Research data say yes, and with good reason.
The prophesied surge in digital health that was supposed to happen during COVID lockdown clearly did happen, all the data show.
But has it stayed? And if so, why?
Our pandemic-age enthusiasm for digital medicine is the subject of a recent paper in the British Medical Journal,1 that shows that, yes, we have indeed moved onto a medical landscape that is substantially online. It also suggests that we’re going to stay.
The study, conducted by Simon Leigh and his colleagues at ORCHA, a digital health consultancy, examined web-based internet searches for digital health providers in the UK during and after the big lockdowns of 2019-20. They assessed volume of searches overall and search volumes for 25 different therapy areas.
The results, aggregating nearly 127,000 searches, showed an increase of 343%, over 92% of the condition areas. The greatest increases were in musculoskeletal conditions, allergy, and general healthy living.

□ □ □ □

**Instructions to follow**
Continue the article on digital health use after the COVID lockdowns, picking up after its last sentence.

□ □ □ □

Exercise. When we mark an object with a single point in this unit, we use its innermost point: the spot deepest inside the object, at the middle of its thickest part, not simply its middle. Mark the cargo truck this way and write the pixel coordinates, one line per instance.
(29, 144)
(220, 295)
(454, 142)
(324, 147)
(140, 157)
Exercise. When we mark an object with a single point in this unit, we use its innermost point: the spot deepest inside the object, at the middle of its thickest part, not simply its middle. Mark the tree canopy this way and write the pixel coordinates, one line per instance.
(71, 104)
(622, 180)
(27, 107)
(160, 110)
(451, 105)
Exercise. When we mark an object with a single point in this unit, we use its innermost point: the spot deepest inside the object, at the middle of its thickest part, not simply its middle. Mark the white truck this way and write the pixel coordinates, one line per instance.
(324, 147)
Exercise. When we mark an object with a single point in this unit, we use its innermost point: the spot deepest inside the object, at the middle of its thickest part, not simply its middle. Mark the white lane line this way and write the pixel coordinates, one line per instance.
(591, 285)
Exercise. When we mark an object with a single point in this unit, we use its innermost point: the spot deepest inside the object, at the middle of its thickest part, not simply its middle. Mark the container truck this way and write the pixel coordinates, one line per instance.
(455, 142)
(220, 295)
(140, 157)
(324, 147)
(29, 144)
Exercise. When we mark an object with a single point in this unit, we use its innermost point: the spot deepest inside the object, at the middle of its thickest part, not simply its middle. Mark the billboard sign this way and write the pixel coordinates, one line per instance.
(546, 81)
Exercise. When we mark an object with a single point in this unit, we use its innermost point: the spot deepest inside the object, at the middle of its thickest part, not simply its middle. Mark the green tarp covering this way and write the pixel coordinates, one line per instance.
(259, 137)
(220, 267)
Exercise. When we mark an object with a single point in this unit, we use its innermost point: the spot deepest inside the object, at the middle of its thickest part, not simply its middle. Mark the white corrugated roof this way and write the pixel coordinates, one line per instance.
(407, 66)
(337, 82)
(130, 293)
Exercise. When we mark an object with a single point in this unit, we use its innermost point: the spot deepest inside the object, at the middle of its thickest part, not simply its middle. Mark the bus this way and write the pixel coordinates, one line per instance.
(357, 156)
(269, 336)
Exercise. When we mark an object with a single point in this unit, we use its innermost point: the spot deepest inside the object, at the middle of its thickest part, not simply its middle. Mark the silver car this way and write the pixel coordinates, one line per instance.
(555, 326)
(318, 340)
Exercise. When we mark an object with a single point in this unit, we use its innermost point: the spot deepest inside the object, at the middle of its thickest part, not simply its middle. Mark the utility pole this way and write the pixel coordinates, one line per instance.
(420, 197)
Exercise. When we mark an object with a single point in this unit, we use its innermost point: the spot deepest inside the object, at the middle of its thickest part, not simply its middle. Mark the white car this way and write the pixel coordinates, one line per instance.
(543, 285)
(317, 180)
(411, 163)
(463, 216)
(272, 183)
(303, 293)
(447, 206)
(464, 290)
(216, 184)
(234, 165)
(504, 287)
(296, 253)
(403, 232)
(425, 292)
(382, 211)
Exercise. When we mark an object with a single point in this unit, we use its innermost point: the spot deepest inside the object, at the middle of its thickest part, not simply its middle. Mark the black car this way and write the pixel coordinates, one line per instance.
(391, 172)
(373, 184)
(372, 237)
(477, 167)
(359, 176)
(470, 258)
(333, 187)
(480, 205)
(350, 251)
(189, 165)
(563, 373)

□ □ □ □

**Exercise result**
9 months later, increased volumes were sustained. 84% of the therapeutic areas showed increased search volumes at not less than 50% above previous levels.
What does it mean? That the pandemic’s effect on how we look for care has been profound, and lasting. This study was the first to show it with real-world data, and to explore the differential effect across a spread of therapy areas. Sampling like this allows reasonable suggestion as well that digital health providers will continue to be sought after in and after the next round of COVID lockdowns.
It will be interesting to see what actually happens, now that the Omicron public health measures have been announced. They are not draconian, or not yet anyway. People in England and Northern Ireland are asked simply to work remotely if they can. Welsh employers are being encouraged to let their personnel telecommute where possible. Scottish firms are legally obligated to allow staff to work remotely if they wish, and are being offered lateral flow test kits for workers who have to be in the office.
We can expect that people will need to seek much of their access to healthcare online. Beyond that, when measures ease eventually, the data from the Leigh study make it seem reasonable to expect that we will not abandon our newly-learned online habits.
Patients love these services, after all. They’re prompt, they don’t cost much, comparitively, there’s no need to travel or take time off work, and of course there’s no chance of infection at the clinic.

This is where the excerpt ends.